-- The problem --
Report only the number of lines in the rows below that contain the string "rough". Case counts.

-- Excerpted records --
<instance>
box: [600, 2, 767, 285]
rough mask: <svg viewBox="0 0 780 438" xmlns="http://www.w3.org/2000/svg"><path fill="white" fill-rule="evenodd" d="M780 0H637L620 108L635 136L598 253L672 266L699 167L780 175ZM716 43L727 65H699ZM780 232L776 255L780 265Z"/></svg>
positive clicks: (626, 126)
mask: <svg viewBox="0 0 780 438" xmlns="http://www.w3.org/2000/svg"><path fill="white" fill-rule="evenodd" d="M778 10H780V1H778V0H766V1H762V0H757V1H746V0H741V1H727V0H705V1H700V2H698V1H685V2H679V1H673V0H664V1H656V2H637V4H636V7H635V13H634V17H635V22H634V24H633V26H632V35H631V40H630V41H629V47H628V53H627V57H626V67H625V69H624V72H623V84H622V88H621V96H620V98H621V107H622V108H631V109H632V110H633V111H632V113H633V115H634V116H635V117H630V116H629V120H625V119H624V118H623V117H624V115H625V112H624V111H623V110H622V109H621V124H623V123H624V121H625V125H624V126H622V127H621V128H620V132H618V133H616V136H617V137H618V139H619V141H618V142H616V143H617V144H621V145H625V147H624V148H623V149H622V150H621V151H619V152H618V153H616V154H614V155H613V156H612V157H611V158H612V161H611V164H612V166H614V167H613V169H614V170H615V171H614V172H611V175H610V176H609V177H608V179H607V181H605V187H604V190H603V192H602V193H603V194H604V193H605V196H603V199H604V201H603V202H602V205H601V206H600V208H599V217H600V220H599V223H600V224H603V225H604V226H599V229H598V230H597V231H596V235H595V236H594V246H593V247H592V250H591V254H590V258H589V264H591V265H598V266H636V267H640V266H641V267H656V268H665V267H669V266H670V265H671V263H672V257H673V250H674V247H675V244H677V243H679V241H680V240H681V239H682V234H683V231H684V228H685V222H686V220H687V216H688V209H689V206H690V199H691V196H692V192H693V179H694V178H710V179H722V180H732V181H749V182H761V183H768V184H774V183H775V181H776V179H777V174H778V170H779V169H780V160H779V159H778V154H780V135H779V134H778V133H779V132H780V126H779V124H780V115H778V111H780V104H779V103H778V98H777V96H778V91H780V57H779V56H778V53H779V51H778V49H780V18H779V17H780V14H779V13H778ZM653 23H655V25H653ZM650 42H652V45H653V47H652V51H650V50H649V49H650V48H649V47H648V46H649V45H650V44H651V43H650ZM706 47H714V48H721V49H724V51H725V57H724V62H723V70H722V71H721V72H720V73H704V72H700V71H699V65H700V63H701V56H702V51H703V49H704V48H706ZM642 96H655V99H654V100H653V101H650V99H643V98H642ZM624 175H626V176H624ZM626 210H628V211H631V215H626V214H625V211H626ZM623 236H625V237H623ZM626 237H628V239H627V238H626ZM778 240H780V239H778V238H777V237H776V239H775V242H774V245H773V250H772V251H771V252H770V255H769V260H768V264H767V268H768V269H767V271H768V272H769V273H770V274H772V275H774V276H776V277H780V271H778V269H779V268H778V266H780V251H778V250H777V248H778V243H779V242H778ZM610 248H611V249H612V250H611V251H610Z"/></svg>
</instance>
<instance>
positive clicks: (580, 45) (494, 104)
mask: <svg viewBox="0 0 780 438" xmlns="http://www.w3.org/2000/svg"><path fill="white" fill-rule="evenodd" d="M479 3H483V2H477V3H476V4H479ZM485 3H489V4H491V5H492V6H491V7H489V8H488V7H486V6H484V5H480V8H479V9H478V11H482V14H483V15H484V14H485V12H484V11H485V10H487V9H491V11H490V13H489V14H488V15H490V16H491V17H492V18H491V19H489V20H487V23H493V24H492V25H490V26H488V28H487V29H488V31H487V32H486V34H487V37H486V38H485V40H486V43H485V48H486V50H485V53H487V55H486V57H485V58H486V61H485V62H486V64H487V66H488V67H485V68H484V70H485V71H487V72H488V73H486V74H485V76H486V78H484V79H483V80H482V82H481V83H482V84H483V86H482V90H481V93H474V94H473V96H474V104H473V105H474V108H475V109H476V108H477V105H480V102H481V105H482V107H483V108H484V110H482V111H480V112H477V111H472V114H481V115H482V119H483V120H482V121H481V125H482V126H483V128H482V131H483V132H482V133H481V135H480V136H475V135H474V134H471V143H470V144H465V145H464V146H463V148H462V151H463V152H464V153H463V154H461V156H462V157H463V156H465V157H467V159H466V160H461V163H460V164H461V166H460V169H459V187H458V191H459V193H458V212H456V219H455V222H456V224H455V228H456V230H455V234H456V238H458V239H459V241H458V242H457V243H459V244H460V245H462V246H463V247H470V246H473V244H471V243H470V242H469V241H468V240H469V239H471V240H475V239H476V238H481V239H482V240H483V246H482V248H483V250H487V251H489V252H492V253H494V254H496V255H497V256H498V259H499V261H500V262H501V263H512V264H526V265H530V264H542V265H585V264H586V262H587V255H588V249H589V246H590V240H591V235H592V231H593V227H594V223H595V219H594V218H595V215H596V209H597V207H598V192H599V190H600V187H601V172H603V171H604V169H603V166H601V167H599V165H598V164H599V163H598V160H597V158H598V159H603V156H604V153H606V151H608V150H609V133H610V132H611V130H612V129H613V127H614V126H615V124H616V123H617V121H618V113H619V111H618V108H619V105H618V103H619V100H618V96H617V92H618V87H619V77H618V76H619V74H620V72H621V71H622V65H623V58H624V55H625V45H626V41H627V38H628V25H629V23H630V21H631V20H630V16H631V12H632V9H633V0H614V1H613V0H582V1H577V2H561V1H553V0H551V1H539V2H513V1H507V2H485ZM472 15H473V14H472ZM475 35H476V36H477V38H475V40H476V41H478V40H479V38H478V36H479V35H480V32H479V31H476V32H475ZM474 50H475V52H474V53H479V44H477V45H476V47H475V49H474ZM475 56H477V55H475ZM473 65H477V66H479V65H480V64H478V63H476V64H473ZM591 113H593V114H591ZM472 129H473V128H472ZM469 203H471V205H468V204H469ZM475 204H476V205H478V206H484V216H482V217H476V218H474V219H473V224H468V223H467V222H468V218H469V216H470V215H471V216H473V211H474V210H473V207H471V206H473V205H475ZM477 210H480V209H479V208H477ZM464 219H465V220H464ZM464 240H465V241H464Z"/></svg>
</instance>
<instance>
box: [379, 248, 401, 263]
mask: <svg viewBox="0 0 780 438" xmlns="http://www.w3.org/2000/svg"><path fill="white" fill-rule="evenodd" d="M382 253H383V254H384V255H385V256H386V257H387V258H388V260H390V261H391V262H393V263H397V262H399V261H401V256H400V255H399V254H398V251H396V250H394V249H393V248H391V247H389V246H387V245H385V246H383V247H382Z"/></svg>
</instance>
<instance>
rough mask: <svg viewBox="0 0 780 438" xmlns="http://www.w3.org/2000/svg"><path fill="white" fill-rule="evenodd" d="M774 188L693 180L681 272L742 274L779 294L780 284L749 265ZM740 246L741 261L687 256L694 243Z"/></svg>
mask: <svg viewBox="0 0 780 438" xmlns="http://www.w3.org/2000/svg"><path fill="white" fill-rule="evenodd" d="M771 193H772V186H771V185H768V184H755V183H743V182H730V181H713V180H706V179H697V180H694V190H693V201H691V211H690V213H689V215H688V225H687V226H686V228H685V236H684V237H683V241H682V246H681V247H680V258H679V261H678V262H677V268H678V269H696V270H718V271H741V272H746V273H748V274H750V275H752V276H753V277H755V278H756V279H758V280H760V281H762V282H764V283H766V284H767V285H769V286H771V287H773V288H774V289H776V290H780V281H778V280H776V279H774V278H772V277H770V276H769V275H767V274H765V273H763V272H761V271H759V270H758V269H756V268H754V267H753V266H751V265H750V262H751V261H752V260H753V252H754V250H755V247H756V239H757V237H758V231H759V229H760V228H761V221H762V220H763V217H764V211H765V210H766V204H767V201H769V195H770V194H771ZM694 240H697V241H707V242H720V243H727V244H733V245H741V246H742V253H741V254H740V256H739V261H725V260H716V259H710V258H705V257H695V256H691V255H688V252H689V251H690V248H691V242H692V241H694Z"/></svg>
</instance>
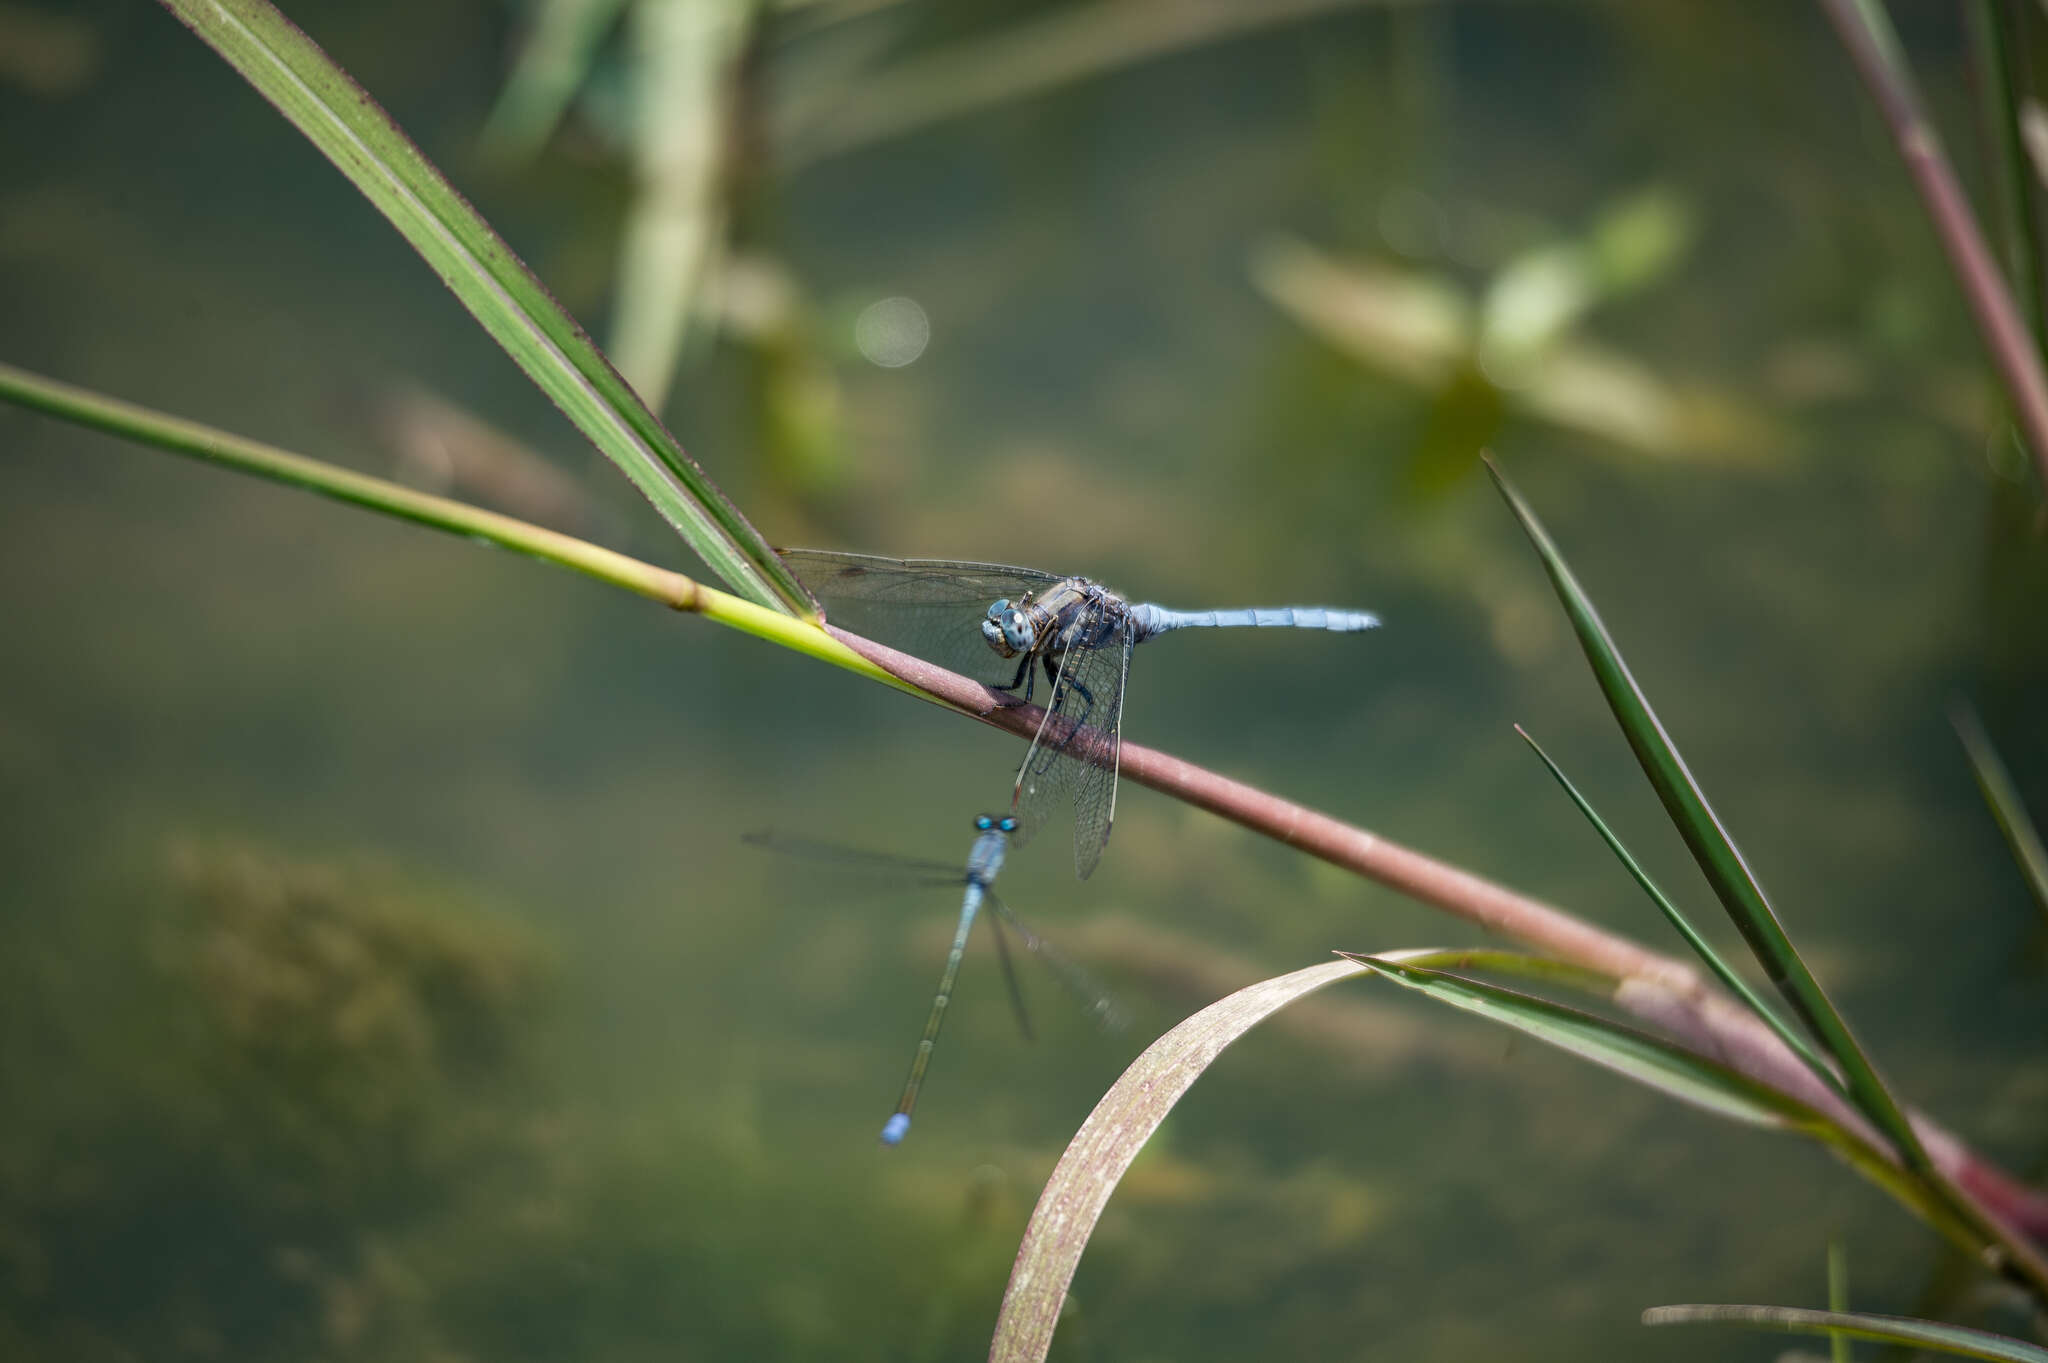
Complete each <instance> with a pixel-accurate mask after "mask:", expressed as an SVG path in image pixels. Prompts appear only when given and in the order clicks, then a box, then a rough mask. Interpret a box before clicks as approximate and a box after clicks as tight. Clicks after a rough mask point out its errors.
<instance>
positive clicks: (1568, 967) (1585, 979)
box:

-- Answer for this exercise --
3